### Tarea:
Según el fragmento, ¿qué le respondió el amigo alemán a quien narra cuando este le preguntó, en la primavera de 1915, por qué sería tan atroz devolver Alsacia a Francia?

Durante muchos años pude dejar que el mundo siguiera su curso y a la inversa. Para mí, lo que se tomaba seriamente en el mundo y se hacía resaltar en discursos y editoriales, eran meras alharacas, mientras que para el mundo lo que yo pregonaba, tomaba en serio y consideraba como sagrado, eran simples fantasías y juegos. Esta situación podía haber persistido, pero de repente la historia volvió a surgir. Súbitamente, los editores, los profesores universitarios y los de segunda enseñanza comenzaron a proclamar que la historia invadía la vida diaria, que había nacido un «gran día». Para los de alma poco mundana, escritores y otros, que encogíamos los hombros ante la historia, para nosotros los hombres de mente religiosa, que advertíamos a nuestros ciudadanos contra la loca arrogancia y tremenda irresponsabilidad de nuestros líderes, ya no se nos calificaba como poetas inocuos, como objetos de ridículos, nos habíamos convertido en antipatriotas, derrotistas y retorcidos, para citar solamente algunos de los términos con que nos calificaban. Fuimos denunciados, nos pusieron en las listas negras y nos llovieron artículos venenosos en la prensa nacionalista y que pensaba con «sensatez». Nuestra vida privada no era mejor. Cuando una vez en la primavera de 1915 le pregunté a un alemán amigo mío por qué sería tan atroz devolver Alsacia a Francia, bajo ciertas circunstancias, el sujeto observó que personalmente perdonaba mis flaquezas, pero que me cuidara de decir tales cosas a otras personas si quería conservar mi cráneo intacto.

Todo el mundo seguía hablando de la «grandeza de los tiempos», cosa que yo no podía captar, aunque desde luego comprendía por qué la época les parecía importante a muchas personas. Miles de ellas tenían por primera vez contacto con su alma, con cierta clase de vida interior. Las solteronas que se pasaban la vida cuidando perritos falderos ahora cuidaban de los heridos; al arriesgar sus vidas, los jóvenes adquirían el primer subyugante sentimiento de lo que es vida. La cosa no era para verla con indiferencia, había grandeza en la situación, pero sólo para los que pensaban históricamente y podían hablar de grandes épocas y períodos mezquinos. Para el resto de nosotros, los poetas y los de sentimientos religiosos, que creíamos en Dios incluso entre semana y que estábamos familiarizados con la vida espiritual, los tiempos no nos parecían ni más grandes ni más descoloridos que otros, porque, en nuestro fuero interno vivíamos fuera del tiempo.

### Filas aportadas:
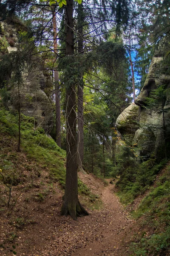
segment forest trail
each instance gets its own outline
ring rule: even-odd
[[[109,181],[110,180],[108,180]],[[76,250],[71,256],[119,256],[127,255],[122,243],[134,221],[130,219],[113,192],[114,185],[109,183],[102,195],[103,209],[96,217],[100,225],[95,241]],[[86,218],[90,218],[90,215]],[[90,220],[89,219],[89,221]],[[99,238],[97,238],[98,237]]]
[[[127,241],[133,236],[136,222],[114,194],[115,185],[109,183],[105,186],[100,179],[91,174],[79,173],[79,176],[91,192],[102,199],[102,206],[99,204],[98,209],[91,209],[94,205],[92,201],[88,207],[89,215],[78,218],[77,221],[70,216],[61,216],[63,191],[57,184],[42,202],[31,199],[40,191],[41,182],[45,180],[41,175],[42,180],[29,190],[30,199],[27,200],[28,193],[24,192],[10,215],[7,212],[0,216],[2,256],[14,255],[14,248],[18,256],[129,255]],[[43,189],[47,189],[42,184]],[[83,197],[79,198],[85,205]]]

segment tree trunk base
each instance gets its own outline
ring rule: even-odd
[[[64,202],[61,209],[61,215],[65,216],[69,215],[72,219],[76,221],[77,217],[82,217],[89,214],[78,200],[75,206],[71,205],[70,204]]]

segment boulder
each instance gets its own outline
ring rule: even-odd
[[[139,95],[116,122],[122,134],[132,137],[132,145],[138,147],[137,153],[144,160],[153,153],[159,160],[164,157],[165,134],[167,145],[170,143],[170,93],[167,93],[164,101],[164,113],[161,101],[153,109],[147,107],[146,101],[147,97],[153,97],[150,93],[159,86],[164,85],[165,90],[170,87],[170,76],[160,72],[162,60],[160,55],[153,58]]]

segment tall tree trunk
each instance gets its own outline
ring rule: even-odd
[[[113,166],[116,166],[115,150],[117,142],[117,133],[115,128],[113,128],[112,134],[112,162]]]
[[[82,5],[79,5],[78,10],[78,36],[79,37],[78,44],[78,52],[82,54],[83,52],[83,41],[82,38]],[[80,84],[78,86],[78,131],[77,131],[77,154],[78,164],[80,171],[83,172],[82,163],[84,158],[84,133],[83,133],[83,74],[79,73]]]
[[[66,58],[70,66],[74,62],[74,48],[73,0],[67,0],[65,7]],[[71,78],[71,74],[70,74]],[[66,177],[62,215],[68,214],[74,220],[77,216],[88,215],[78,198],[77,157],[76,143],[76,93],[72,79],[66,86]]]
[[[105,172],[105,137],[104,135],[103,135],[103,172],[104,177],[105,177],[105,172]]]
[[[133,91],[133,100],[135,100],[135,76],[134,74],[134,70],[133,70],[133,64],[132,60],[132,56],[131,55],[131,38],[130,38],[130,33],[131,29],[129,32],[129,61],[130,64],[131,71],[132,72],[132,88]]]
[[[92,142],[91,142],[91,172],[93,173],[93,144]]]
[[[21,113],[20,113],[20,84],[18,85],[18,151],[20,151],[20,146],[21,144]]]
[[[164,118],[164,105],[163,101],[162,100],[163,122],[163,126],[164,126],[164,145],[165,145],[165,159],[167,159],[167,145],[166,126],[165,126],[165,118]]]
[[[55,7],[54,7],[55,8]],[[56,14],[54,10],[53,12],[53,47],[56,54],[54,63],[56,63],[57,54],[57,32]],[[56,110],[56,138],[57,144],[59,147],[61,145],[61,118],[60,118],[60,98],[59,77],[58,70],[54,70],[54,84]]]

### Respuesta:
Que personalmente le perdonaba sus flaquezas, pero que se cuidara de decir tales cosas a otras personas si quería conservar el cráneo intacto.